Once you have read the records, output them exactly.

[Records excerpted from a collection]
- - - - - - -

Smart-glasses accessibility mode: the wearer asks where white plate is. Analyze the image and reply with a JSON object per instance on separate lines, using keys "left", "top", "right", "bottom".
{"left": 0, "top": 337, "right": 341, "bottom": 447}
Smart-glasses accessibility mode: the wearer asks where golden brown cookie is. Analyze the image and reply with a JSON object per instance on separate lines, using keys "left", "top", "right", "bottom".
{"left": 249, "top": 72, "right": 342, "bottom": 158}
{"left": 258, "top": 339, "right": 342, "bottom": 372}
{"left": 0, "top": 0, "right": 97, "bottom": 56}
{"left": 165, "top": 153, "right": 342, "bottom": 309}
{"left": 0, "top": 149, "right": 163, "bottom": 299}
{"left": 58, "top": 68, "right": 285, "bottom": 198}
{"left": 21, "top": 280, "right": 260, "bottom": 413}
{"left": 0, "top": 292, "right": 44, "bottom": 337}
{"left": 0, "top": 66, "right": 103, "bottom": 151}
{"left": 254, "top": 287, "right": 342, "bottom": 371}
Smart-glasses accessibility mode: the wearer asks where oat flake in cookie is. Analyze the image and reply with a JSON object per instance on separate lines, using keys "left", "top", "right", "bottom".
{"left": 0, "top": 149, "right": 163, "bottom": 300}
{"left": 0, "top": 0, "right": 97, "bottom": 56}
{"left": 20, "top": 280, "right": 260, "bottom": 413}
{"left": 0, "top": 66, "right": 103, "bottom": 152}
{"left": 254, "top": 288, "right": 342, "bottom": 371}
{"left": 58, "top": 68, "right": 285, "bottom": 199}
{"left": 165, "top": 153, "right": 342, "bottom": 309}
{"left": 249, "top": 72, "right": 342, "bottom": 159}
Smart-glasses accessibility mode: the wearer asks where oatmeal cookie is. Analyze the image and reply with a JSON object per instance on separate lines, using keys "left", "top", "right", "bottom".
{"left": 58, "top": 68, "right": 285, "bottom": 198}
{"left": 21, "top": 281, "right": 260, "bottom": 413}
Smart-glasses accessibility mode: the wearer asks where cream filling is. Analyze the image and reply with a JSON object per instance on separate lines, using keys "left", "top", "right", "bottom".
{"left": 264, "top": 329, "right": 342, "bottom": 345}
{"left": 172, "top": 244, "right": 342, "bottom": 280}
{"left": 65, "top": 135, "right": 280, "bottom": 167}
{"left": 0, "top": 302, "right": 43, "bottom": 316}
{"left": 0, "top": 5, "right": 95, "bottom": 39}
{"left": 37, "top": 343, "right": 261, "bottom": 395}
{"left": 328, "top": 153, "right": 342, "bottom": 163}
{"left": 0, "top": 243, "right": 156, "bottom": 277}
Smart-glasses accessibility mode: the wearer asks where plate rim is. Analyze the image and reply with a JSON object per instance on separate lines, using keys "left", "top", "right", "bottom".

- - - - - - -

REPLY TO THE TASK »
Smart-glasses accessibility mode: the wearer asks where white plate is. Analyze the image and reply with a JSON object per instance on separate lines, using keys "left", "top", "right", "bottom".
{"left": 0, "top": 337, "right": 341, "bottom": 447}
Smart-glasses accessibility mode: the wearer asks where golden brown cookie is. Analyze the image and reply with a JSON object per instance on separate lines, using keys "left", "top", "right", "bottom".
{"left": 249, "top": 72, "right": 342, "bottom": 158}
{"left": 258, "top": 339, "right": 342, "bottom": 372}
{"left": 0, "top": 0, "right": 97, "bottom": 56}
{"left": 165, "top": 153, "right": 342, "bottom": 309}
{"left": 0, "top": 149, "right": 163, "bottom": 299}
{"left": 58, "top": 68, "right": 285, "bottom": 198}
{"left": 21, "top": 280, "right": 260, "bottom": 413}
{"left": 0, "top": 292, "right": 44, "bottom": 337}
{"left": 0, "top": 66, "right": 103, "bottom": 151}
{"left": 254, "top": 287, "right": 342, "bottom": 371}
Smart-glasses accessibility mode: the wearer asks where oat flake in cookie is. Analyze the image and reply with a JSON object per instance on separate lines, using keys "left", "top", "right", "bottom".
{"left": 0, "top": 149, "right": 163, "bottom": 300}
{"left": 0, "top": 0, "right": 97, "bottom": 56}
{"left": 20, "top": 280, "right": 260, "bottom": 413}
{"left": 0, "top": 66, "right": 103, "bottom": 152}
{"left": 254, "top": 288, "right": 342, "bottom": 371}
{"left": 58, "top": 68, "right": 285, "bottom": 199}
{"left": 165, "top": 153, "right": 342, "bottom": 309}
{"left": 249, "top": 72, "right": 342, "bottom": 159}
Smart-glasses accessibility mode: the wearer asks where oatmeal cookie is. Analyze the image and reply with a JSON object per instance on separate lines, using keys "left", "top", "right", "bottom".
{"left": 58, "top": 68, "right": 285, "bottom": 198}
{"left": 21, "top": 281, "right": 260, "bottom": 413}
Smart-glasses accessibility mode: the wearer asks where cream filling is. Analyze the image and reply with a JSON object per instance on separate lines, using keys "left", "top", "right", "bottom".
{"left": 264, "top": 329, "right": 342, "bottom": 345}
{"left": 172, "top": 244, "right": 342, "bottom": 280}
{"left": 65, "top": 135, "right": 280, "bottom": 167}
{"left": 0, "top": 302, "right": 43, "bottom": 316}
{"left": 0, "top": 5, "right": 95, "bottom": 39}
{"left": 37, "top": 343, "right": 261, "bottom": 395}
{"left": 328, "top": 153, "right": 342, "bottom": 163}
{"left": 0, "top": 243, "right": 156, "bottom": 277}
Smart-glasses accessibility mode: the wearer asks where plate rim is. Analyze the image and reply with a JSON object per instance on separate lines, using keys "left", "top", "right", "bottom".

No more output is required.